Data excerpts:
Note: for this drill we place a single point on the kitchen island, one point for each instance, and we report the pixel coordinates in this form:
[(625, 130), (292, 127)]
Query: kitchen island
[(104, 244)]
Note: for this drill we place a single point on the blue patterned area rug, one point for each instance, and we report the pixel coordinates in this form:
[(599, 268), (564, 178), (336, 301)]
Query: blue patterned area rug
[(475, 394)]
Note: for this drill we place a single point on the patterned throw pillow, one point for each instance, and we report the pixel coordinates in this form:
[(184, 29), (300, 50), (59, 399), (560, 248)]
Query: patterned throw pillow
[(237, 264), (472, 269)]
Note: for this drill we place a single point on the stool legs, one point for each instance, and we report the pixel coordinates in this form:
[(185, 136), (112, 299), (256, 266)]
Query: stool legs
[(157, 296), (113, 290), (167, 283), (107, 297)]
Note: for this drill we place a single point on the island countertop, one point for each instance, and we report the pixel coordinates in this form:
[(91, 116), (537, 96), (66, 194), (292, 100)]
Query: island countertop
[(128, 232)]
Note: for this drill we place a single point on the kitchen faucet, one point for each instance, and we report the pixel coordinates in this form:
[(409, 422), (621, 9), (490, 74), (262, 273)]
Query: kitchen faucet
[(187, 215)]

▶ Description of the task:
When the string "Note" appears in a line of the records above, that line is to be copied.

▶ Solution for this problem:
Note: for this drill we place a single point on the kitchen island, one point for each instance, and we report the pixel coordinates in this form:
Note: for this drill we place a single point on the blue patterned area rug, one point for each instance, and we report the pixel coordinates in this form:
Note: for this drill we place a single point on the patterned throw pillow, one point for each instance, and we report the pixel coordinates in this form:
Note: for this drill we place a single point on the stool legs, one point for each instance, and we report the pixel coordinates in this form:
Note: for this drill we place a single point on the island countertop, one point for each instance, and we report the pixel coordinates in this form:
Note: for this drill we place a single point on the kitchen faucet, one point for each instance, and we report the pixel coordinates in this form:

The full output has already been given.